### GIVEN INSTRUCTION 1
Print everything in the passage on ecosystem leadership from "Pulling voices in" down to "in making change.".
### GIVEN INSTRUCTION 2
State whether each statement agrees with the passage on ecosystem leadership below, answering yes or no and quoting the deciding words: (a) The Handloom project is now run by SEWA. (b) Village workers have the same regulations and support systems as factory workers. (c) A single team member started the Handloom project.

### TEXT PASSAGE
★ ★ ★ ★ ★ ★ ★

Ecosystem leadership and Theory U is about letting go of old patterns of thought and action, and operating from a place of curiosity, compassion and courage. It requires leading from the edges, having a sense of our impact on the whole, and letting go of the glorified idea of what statue might be raised in our honor when we reach the finish line.

I know what you’re thinking. Leading from the edges. WHAT DID SHE TAKE IN BERLIN?!?!…. Hear me out. You know that feeling in yoga or meditation when someone says, ‘have a soft gaze’? The idea of ecosystem leadership is multi-fold but, part of it is just like that soft gaze, it’s seeing and sensing beyond a singular experience — it’s getting out of our own way and pulling in additional perception and perspective with a soft focus. On an individual level, one might literally soften their gaze, practice meditation and move out into the world in a way that is not aggressively pushing an agenda. Another aspect is to quite literally pull in voices from the margins. This could mean a lot of different things in different contexts but the basic idea is to ask people you wouldn’t normally ask to share their perspective, putting their voices at the center and framing the decision based on a wider view, including their opinions and not only your own.

What does that look like; pulling in voices from the margins? A few years ago, a handful of us in the Eileen Fisher Foundation and the EILEEN FISHER Social Consciousness team, started the Handloom project. A couple of our team members had found a vulnerable area of the supply chain. While workers in factories have regulations and support systems for health and wellbeing, workers who work in villages and largely in their own homes, may be subject to a variety of working conditions that may or may not be best suited for their health and wellbeing. One way of handling this situation could be to say: we know what’s best and we are going to give you a solution that’s worked for us.

Pulling voices in from the margins means sitting with the weavers, having conversations to hear what they are feeling and dealing with each day, and then crafting solutions with those who are affected by the decisions. It means moving from “I’m doing this for you” to, “I’m doing this with you.” Now, the Handloom project is run by SEWA, the Self Employed Women’s Association. SEWA ignites small groups of women leaders (Agyavans) to share knowledge and bring together community groups to hear the needs and develop ideas for ways to engage in making change.

★ ★ ★ ★ ★ ★ ★

### RECORD EXTRACTS
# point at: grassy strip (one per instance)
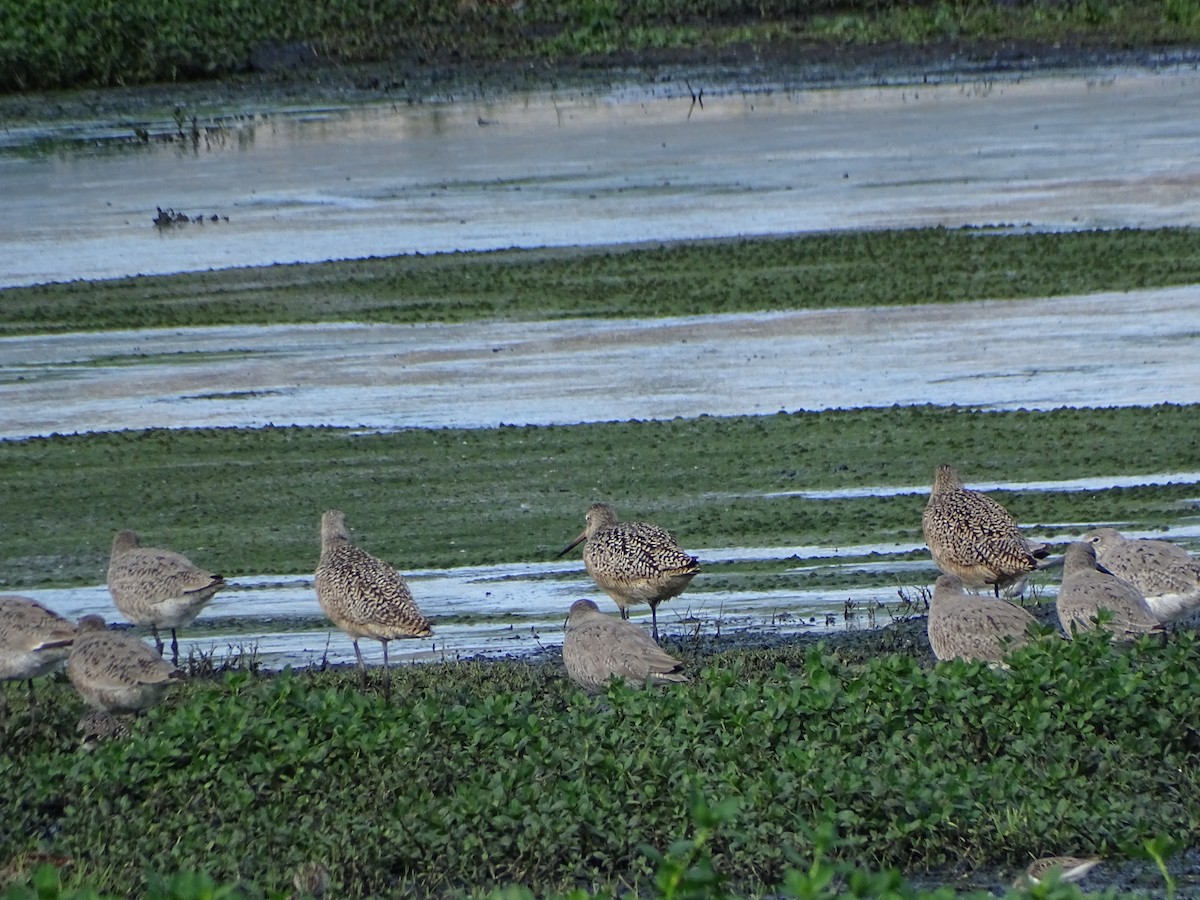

★ ★ ★ ★ ★ ★ ★

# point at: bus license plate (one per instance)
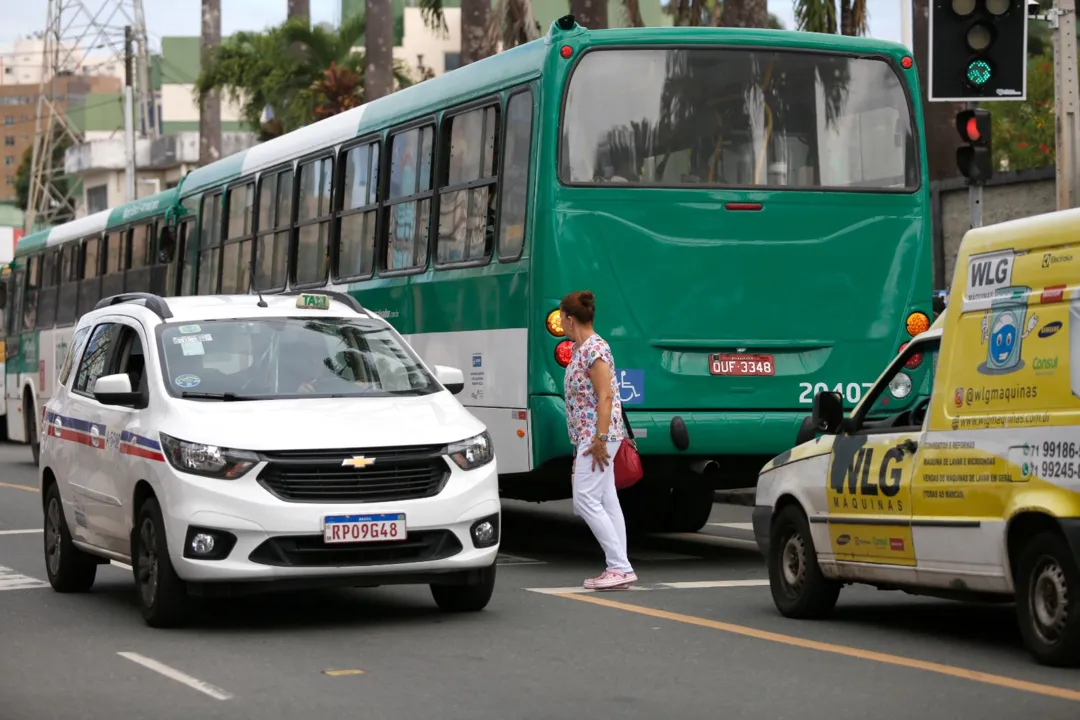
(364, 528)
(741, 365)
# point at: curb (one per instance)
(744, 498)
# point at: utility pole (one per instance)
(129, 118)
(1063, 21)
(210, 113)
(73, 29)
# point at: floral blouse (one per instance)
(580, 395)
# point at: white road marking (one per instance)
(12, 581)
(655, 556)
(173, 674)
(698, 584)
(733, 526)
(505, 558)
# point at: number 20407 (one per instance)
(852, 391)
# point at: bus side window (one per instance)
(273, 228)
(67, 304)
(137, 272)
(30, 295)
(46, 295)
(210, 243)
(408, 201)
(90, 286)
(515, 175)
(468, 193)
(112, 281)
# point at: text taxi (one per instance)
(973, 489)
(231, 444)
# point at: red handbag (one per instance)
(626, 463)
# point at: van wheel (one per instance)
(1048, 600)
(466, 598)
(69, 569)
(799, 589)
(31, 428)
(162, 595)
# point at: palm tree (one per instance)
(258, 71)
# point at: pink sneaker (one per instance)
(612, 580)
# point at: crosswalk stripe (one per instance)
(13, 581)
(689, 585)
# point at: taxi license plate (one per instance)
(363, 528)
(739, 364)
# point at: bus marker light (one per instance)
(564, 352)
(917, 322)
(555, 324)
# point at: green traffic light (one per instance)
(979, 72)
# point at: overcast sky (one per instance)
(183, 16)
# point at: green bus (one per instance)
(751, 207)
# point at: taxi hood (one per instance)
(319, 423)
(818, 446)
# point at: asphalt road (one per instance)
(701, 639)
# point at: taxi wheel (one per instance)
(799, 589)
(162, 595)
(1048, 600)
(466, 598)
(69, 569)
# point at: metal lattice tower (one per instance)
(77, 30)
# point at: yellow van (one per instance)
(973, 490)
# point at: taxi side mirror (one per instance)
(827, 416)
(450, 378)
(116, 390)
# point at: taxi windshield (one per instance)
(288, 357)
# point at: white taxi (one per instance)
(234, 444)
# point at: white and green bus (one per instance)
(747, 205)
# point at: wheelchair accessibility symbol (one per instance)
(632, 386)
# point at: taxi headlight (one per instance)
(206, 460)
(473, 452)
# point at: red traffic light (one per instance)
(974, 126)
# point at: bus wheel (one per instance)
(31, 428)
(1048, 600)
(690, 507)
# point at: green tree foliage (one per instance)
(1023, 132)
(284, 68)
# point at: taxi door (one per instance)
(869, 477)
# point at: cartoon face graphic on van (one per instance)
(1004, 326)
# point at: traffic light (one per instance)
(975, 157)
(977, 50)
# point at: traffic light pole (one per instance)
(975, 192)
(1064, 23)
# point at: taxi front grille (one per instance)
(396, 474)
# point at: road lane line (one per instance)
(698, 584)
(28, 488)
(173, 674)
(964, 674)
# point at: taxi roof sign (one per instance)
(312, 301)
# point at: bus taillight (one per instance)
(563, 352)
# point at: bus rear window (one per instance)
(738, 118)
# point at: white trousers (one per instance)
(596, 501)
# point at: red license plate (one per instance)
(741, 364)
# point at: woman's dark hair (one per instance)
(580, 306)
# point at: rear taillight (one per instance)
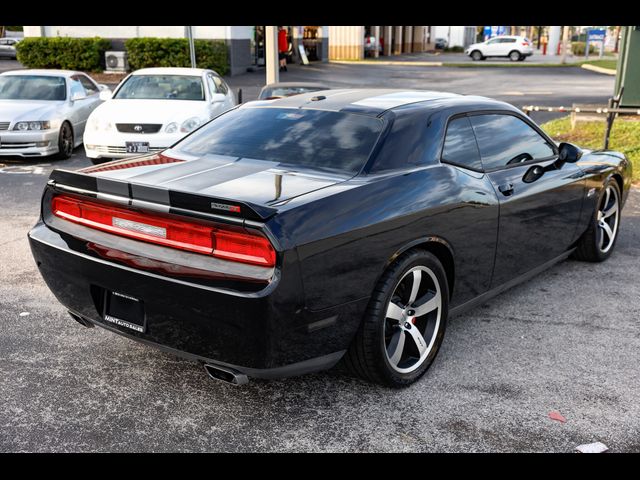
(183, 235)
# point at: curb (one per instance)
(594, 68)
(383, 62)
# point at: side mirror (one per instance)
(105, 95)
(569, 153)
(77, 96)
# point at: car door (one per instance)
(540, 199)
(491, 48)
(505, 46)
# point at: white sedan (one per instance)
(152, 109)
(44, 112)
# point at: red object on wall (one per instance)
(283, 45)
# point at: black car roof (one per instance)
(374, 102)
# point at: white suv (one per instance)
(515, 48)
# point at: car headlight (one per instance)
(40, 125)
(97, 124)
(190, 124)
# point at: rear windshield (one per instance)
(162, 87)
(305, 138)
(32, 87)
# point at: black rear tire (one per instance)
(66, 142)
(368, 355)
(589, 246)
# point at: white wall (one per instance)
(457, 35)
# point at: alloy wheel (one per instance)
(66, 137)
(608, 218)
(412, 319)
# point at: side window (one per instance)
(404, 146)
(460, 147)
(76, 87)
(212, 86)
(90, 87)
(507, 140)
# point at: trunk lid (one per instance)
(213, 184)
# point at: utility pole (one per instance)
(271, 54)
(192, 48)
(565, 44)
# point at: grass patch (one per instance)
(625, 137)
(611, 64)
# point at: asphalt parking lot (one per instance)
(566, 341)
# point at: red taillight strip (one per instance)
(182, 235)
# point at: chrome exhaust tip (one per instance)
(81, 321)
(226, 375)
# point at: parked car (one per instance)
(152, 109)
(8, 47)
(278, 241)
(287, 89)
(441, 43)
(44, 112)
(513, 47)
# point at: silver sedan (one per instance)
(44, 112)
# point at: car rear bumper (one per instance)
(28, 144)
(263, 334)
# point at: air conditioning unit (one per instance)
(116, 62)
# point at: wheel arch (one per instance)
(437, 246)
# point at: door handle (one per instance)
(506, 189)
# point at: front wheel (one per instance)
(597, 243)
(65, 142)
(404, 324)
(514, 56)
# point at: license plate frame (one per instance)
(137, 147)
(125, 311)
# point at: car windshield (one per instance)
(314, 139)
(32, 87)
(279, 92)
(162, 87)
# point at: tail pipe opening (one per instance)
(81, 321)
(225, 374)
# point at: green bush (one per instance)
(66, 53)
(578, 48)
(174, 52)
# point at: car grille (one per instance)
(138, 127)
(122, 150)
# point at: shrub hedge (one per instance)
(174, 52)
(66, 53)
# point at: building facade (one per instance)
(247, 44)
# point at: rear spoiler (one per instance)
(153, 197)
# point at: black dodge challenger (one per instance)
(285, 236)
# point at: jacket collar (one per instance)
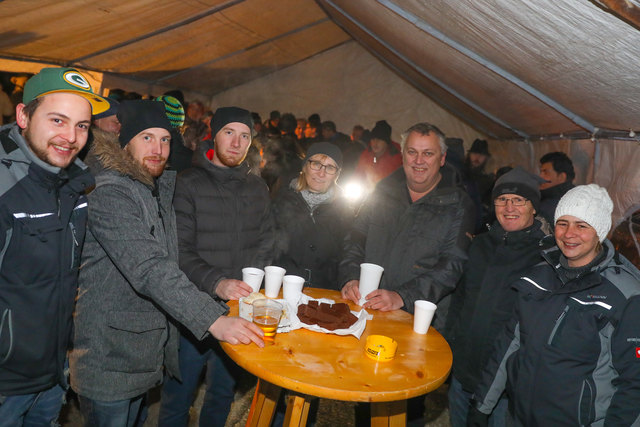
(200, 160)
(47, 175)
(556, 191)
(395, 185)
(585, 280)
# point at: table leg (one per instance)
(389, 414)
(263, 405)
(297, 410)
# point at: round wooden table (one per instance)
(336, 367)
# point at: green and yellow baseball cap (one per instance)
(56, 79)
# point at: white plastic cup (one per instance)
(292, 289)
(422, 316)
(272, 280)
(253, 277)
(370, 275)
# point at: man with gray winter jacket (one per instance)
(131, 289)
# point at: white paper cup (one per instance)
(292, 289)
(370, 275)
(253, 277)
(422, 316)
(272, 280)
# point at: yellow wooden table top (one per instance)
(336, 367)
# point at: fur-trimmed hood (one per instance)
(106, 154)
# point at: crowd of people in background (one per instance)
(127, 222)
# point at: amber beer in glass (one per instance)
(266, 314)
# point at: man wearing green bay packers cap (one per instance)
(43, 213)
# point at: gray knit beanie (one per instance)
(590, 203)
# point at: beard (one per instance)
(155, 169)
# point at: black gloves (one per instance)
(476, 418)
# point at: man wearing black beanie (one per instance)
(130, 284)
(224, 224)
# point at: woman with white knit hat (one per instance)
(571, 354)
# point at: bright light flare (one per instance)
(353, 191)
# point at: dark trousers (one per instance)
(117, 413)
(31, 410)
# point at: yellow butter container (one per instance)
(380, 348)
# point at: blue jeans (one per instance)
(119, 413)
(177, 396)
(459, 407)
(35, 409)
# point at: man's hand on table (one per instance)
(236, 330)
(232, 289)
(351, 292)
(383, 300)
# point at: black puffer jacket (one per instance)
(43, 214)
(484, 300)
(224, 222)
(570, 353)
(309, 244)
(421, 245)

★ ★ ★ ★ ★ ★ ★

### COMPLETE OUTPUT 1
Pulling voices in from the margins means sitting with the weavers, having conversations to hear what they are feeling and dealing with each day, and then crafting solutions with those who are affected by the decisions. It means moving from “I’m doing this for you” to, “I’m doing this with you.” Now, the Handloom project is run by SEWA, the Self Employed Women’s Association. SEWA ignites small groups of women leaders (Agyavans) to share knowledge and bring together community groups to hear the needs and develop ideas for ways to engage in making change.

### COMPLETE OUTPUT 2
(a) Yes: "Now, the Handloom project is run by SEWA, the Self Employed Women’s Association."
(b) No: "While workers in factories have regulations and support systems for health and wellbeing, workers who work in villages and largely in their own homes, may be subject to a variety of working conditions that may or may not be best suited for their health and wellbeing."
(c) No: "a handful of us in the Eileen Fisher Foundation and the EILEEN FISHER Social Consciousness team, started the Handloom project."